How to complete this task: Within the data, how many lines hold the word "instance"? Answer with nothing but the number.

Dataset entries
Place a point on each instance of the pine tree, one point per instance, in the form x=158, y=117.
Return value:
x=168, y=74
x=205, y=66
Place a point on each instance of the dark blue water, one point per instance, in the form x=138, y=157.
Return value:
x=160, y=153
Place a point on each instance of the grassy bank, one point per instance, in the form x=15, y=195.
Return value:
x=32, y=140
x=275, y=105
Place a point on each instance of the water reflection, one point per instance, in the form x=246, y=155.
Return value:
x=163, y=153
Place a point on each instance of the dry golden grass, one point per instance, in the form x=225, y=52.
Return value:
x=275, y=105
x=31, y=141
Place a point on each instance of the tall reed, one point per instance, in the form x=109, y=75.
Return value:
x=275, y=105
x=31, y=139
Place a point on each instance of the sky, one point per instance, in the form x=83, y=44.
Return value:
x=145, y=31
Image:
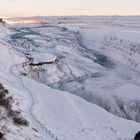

Answer area: 7